* **REQUIRED WORK**:
Among the lines of the records, please find those that contain the word "below" and copy them.

* **MATERIAL PROVIDED**:
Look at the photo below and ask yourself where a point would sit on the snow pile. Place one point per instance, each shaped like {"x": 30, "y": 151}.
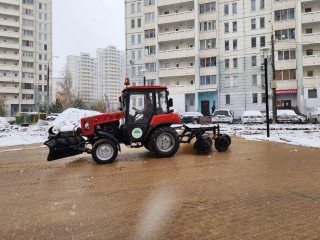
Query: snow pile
{"x": 71, "y": 116}
{"x": 3, "y": 123}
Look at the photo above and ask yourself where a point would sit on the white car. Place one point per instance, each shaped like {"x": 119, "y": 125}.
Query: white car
{"x": 287, "y": 116}
{"x": 222, "y": 116}
{"x": 314, "y": 115}
{"x": 252, "y": 116}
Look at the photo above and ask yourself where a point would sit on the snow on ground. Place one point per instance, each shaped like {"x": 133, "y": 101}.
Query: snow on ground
{"x": 296, "y": 134}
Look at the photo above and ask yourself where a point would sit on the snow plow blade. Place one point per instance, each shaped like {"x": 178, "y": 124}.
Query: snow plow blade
{"x": 64, "y": 147}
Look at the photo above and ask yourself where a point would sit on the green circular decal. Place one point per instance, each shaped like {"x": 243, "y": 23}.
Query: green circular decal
{"x": 137, "y": 133}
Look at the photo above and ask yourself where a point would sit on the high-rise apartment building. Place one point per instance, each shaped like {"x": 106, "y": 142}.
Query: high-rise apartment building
{"x": 211, "y": 53}
{"x": 25, "y": 53}
{"x": 95, "y": 79}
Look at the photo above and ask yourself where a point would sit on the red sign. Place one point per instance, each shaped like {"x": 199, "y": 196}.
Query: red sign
{"x": 290, "y": 91}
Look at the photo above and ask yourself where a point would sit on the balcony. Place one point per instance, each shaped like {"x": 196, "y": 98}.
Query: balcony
{"x": 211, "y": 87}
{"x": 9, "y": 56}
{"x": 176, "y": 53}
{"x": 11, "y": 2}
{"x": 286, "y": 64}
{"x": 9, "y": 45}
{"x": 287, "y": 84}
{"x": 9, "y": 34}
{"x": 9, "y": 90}
{"x": 176, "y": 17}
{"x": 9, "y": 23}
{"x": 176, "y": 35}
{"x": 311, "y": 82}
{"x": 181, "y": 89}
{"x": 9, "y": 67}
{"x": 9, "y": 12}
{"x": 310, "y": 17}
{"x": 310, "y": 38}
{"x": 278, "y": 25}
{"x": 311, "y": 60}
{"x": 162, "y": 3}
{"x": 176, "y": 72}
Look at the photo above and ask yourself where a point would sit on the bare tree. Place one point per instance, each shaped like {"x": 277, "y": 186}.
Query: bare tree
{"x": 2, "y": 106}
{"x": 64, "y": 90}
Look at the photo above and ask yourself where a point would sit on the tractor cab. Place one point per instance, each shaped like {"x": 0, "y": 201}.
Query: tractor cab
{"x": 146, "y": 108}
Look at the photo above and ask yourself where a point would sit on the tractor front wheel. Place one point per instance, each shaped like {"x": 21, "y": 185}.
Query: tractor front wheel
{"x": 221, "y": 143}
{"x": 104, "y": 151}
{"x": 164, "y": 142}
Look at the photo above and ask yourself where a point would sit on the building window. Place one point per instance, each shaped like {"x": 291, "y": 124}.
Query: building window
{"x": 208, "y": 44}
{"x": 235, "y": 81}
{"x": 234, "y": 26}
{"x": 253, "y": 42}
{"x": 312, "y": 93}
{"x": 254, "y": 97}
{"x": 235, "y": 44}
{"x": 262, "y": 22}
{"x": 226, "y": 82}
{"x": 263, "y": 97}
{"x": 149, "y": 50}
{"x": 254, "y": 80}
{"x": 208, "y": 80}
{"x": 149, "y": 17}
{"x": 253, "y": 61}
{"x": 208, "y": 62}
{"x": 227, "y": 99}
{"x": 262, "y": 41}
{"x": 234, "y": 8}
{"x": 226, "y": 27}
{"x": 253, "y": 5}
{"x": 208, "y": 7}
{"x": 284, "y": 14}
{"x": 310, "y": 73}
{"x": 151, "y": 33}
{"x": 207, "y": 26}
{"x": 309, "y": 52}
{"x": 235, "y": 62}
{"x": 149, "y": 2}
{"x": 226, "y": 9}
{"x": 226, "y": 45}
{"x": 253, "y": 23}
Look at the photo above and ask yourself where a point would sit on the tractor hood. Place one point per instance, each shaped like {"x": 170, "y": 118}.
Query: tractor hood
{"x": 88, "y": 123}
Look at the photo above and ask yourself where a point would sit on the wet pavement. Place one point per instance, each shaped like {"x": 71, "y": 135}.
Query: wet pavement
{"x": 255, "y": 190}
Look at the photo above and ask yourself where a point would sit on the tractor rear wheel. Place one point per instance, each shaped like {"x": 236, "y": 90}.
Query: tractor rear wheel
{"x": 221, "y": 143}
{"x": 164, "y": 142}
{"x": 104, "y": 151}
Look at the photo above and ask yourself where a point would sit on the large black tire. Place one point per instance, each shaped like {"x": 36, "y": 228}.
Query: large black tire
{"x": 104, "y": 151}
{"x": 164, "y": 142}
{"x": 221, "y": 143}
{"x": 203, "y": 146}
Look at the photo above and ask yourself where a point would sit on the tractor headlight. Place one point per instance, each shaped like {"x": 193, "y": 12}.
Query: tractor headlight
{"x": 86, "y": 125}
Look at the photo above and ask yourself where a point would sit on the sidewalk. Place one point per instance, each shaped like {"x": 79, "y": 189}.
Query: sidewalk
{"x": 255, "y": 190}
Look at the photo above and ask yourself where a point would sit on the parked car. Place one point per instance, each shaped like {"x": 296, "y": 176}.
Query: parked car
{"x": 222, "y": 116}
{"x": 314, "y": 115}
{"x": 190, "y": 117}
{"x": 287, "y": 116}
{"x": 252, "y": 116}
{"x": 52, "y": 117}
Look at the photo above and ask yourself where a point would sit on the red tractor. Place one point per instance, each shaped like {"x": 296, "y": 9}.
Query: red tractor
{"x": 144, "y": 120}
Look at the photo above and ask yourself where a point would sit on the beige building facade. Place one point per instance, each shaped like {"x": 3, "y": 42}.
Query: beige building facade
{"x": 211, "y": 53}
{"x": 25, "y": 53}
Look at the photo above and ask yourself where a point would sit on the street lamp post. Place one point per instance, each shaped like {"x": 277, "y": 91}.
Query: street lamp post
{"x": 48, "y": 81}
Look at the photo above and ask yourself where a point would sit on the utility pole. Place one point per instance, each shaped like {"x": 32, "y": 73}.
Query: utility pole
{"x": 273, "y": 83}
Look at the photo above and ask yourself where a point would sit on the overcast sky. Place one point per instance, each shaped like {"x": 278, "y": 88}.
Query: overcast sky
{"x": 84, "y": 26}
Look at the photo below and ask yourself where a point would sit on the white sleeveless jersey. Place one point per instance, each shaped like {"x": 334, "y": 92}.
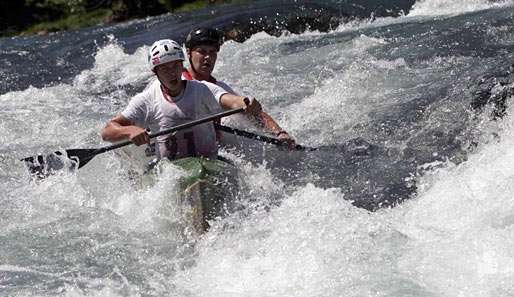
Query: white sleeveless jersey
{"x": 150, "y": 109}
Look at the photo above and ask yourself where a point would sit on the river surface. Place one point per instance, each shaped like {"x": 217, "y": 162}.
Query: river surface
{"x": 410, "y": 193}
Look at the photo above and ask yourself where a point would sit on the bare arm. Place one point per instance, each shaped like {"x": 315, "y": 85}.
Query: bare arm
{"x": 119, "y": 128}
{"x": 254, "y": 108}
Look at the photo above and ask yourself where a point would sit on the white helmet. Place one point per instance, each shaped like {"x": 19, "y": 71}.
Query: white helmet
{"x": 164, "y": 51}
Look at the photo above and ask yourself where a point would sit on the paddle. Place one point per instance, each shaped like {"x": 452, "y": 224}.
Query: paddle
{"x": 353, "y": 147}
{"x": 42, "y": 166}
{"x": 262, "y": 138}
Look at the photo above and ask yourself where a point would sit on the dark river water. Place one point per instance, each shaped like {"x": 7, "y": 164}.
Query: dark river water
{"x": 410, "y": 193}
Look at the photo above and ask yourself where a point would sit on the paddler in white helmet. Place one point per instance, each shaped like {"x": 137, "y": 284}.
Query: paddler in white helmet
{"x": 202, "y": 47}
{"x": 169, "y": 101}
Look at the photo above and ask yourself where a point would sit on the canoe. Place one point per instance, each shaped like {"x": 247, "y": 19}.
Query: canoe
{"x": 206, "y": 191}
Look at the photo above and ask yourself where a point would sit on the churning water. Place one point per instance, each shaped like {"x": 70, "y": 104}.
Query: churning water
{"x": 411, "y": 197}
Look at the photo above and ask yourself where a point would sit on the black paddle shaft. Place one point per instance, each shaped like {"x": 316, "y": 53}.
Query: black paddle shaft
{"x": 42, "y": 166}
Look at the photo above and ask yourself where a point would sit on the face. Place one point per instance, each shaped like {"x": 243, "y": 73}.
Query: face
{"x": 170, "y": 74}
{"x": 203, "y": 58}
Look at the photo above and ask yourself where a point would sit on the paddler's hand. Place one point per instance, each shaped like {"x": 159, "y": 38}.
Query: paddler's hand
{"x": 137, "y": 135}
{"x": 253, "y": 106}
{"x": 286, "y": 139}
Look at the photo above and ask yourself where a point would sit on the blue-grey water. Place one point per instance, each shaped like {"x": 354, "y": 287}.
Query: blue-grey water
{"x": 410, "y": 195}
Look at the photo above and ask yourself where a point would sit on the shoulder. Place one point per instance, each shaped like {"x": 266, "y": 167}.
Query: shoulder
{"x": 148, "y": 95}
{"x": 226, "y": 87}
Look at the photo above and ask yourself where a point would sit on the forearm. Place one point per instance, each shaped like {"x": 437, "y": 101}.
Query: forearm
{"x": 231, "y": 101}
{"x": 113, "y": 132}
{"x": 267, "y": 122}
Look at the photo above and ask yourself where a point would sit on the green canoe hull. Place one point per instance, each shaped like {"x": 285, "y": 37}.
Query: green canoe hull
{"x": 205, "y": 192}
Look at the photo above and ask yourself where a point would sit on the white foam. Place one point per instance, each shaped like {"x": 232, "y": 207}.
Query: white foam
{"x": 444, "y": 7}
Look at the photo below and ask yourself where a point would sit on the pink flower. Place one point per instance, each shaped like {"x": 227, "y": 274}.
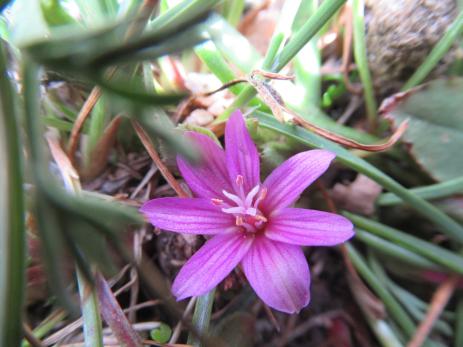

* **FINISHED TASK**:
Look at the photo below and ask yourself where a point would sit on the snow pile. Place one point per instance, each shaped like {"x": 30, "y": 151}.
Look at the photo below and ask yourself where a point would sit on the white sleeveless jersey. Place one point per instance, each shaped like {"x": 334, "y": 92}.
Look at the photo below and ask yourself where a point would sit on the pink flower. Place one point per instance, each shaped like {"x": 227, "y": 274}.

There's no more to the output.